Anche “Enemy Hogs” uscì per la Turnbuckle nel 1999, prima di diventare patrimonio Jagjugawar. Non si può certo dire che l’album inizi per il meglio: il brano di apertura, “Whitey Fortress”, è un puro, sbiadito esercizio di stile, prevedibile e che palesa fin troppo le derivazioni post-rock della band. Ma già dall’attacco di batteria di “Primanti Bros.” si intuisce che si tratta solo di un incidente di percorso: le direttive sonore del gruppo sono già improntate verso un incrocio folle fra deliri percussivi, pianole stressate e reminiscenze punk.
Una tromba calda ed esotica apre “Bombay Fraud” e la trascina in un’atmosfera malata, percorsa da suoni ossessivi e da una voce in suadente decadenza, mentre riverberi e rumori vari si fanno strada in sottofondo: sicuramente una delle punte più alte dell’album, incontro fra free-jazz, avanguardia, stoner e punk. Nuovamente suoni devastati e apocalittici (con voce narrante annessa) in “Give Up…and Move One”, mentre “Little Red Dolls” appare come un punk stralunato, figlio di band germinali come gli Husker Du di Bob Mould.
Poderoso e sporco il riff che si fa strada, in “Ginger (Bein’ Free)”, fra spaccati di rumore, un coro angelico è la base portante di “Turn It: Up (Load)”, per il resto angosciante riflessione elettronica per voce sibilante. I riferimenti alla magniloquenza anni ’70 si fanno più espliciti, mentre l’organo cozza con le asperità di una chitarra stressata. Ancora l’elettronica a guidare “Gettin’ It On”, ancora paradossi ossessivi nella splendida “Hard Working Man”. Derivazioni metal nella durezza di “Quest for Two”, pura follia avanguardistica nella sgraziata “Fourth Eye”, un universo ancora acerbo ma già cocciutamente estremo in “Wicked Servant” che chiudeva la prima edizione dell’album: la Jagjugawar nella ristampa ha infatti aggiunto una traccia, la frastornante ed estenuante “O.L.B.”, che con la sua ossessività ricorda da vicino il CD 1 di “Each One Teach One”.

#### [Problema posto 1]
Trascrivi senza modifiche il tratto della recensione che va da "Una tromba calda" a "di Bob Mould.".
I record non hanno alcun legame con la recensione.

#### [Estratti del dataset]

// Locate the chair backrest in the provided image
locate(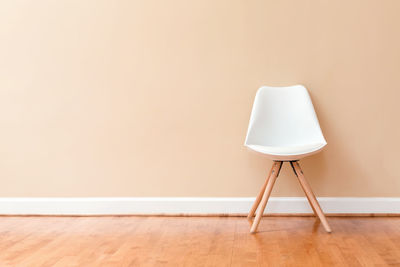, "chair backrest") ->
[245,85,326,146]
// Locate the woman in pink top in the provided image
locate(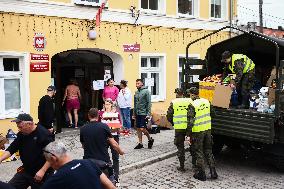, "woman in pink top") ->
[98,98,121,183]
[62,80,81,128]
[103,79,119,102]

---

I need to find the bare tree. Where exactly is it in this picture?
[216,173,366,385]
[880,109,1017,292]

#### [Problema posto 2]
Ripeti parola per parola le righe dei record dalla riga con "I need to find" alla riga con "[880,109,1017,292]", entrambe comprese.

#### [Risposta attesa 1]
Una tromba calda ed esotica apre “Bombay Fraud” e la trascina in un’atmosfera malata, percorsa da suoni ossessivi e da una voce in suadente decadenza, mentre riverberi e rumori vari si fanno strada in sottofondo: sicuramente una delle punte più alte dell’album, incontro fra free-jazz, avanguardia, stoner e punk. Nuovamente suoni devastati e apocalittici (con voce narrante annessa) in “Give Up…and Move One”, mentre “Little Red Dolls” appare come un punk stralunato, figlio di band germinali come gli Husker Du di Bob Mould.

#### [Risposta attesa 2]
I need to find the bare tree. Where exactly is it in this picture?
[216,173,366,385]
[880,109,1017,292]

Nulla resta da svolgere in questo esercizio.